**Required work**
Rewrite every line of the material below as a numbered list, leaving out any blank lines.

..........

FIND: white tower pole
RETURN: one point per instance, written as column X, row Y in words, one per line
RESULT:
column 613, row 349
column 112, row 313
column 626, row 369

..........

**Task solution**
1. FIND: white tower pole
2. RETURN: one point per instance, written as column X, row Y in words, one per line
3. RESULT:
4. column 613, row 349
5. column 112, row 313
6. column 626, row 369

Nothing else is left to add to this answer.